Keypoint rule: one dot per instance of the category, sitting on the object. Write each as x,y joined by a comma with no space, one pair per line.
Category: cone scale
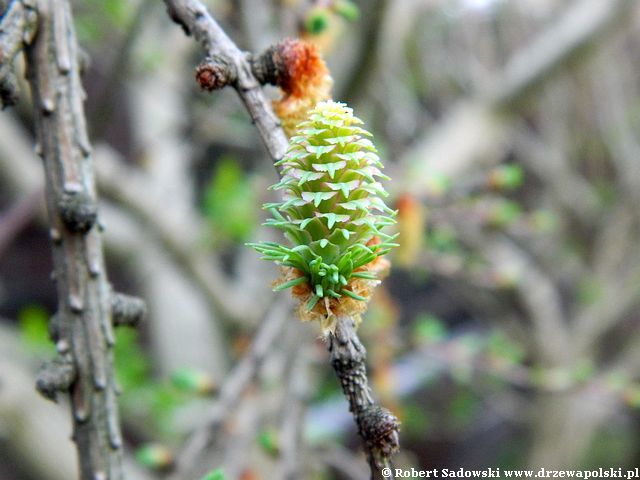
333,213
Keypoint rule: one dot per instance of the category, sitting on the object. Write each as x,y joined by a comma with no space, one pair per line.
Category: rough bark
376,425
82,327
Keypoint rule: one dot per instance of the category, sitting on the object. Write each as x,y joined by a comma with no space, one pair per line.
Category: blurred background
507,333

### TASK STATEMENT
Format the material above as a two-column CSV with the headers instruction and coordinates, one row for each labeling instruction paired with its answer. Put each field in double quotes, turn every line break into a space, and leave the pictures out.

### RESPONSE TO THIS EXERCISE
instruction,coordinates
"Keypoint rule: one dot per instance of the category, sitting on the object. Write each as x,y joined by a comma with no space, one pair per line. Category: cone scale","333,213"
"Keypoint rule: one dot per instance of the category, sitting on the object. Write each as x,y joined by a comma with no space, one pair per line. Category: rough bark","376,425 82,327"
"Keypoint rule: one dot per instance of the category, sitting on the object. Write each as x,y joined by a comma with no space, one pair per line. Category: blurred background","507,333"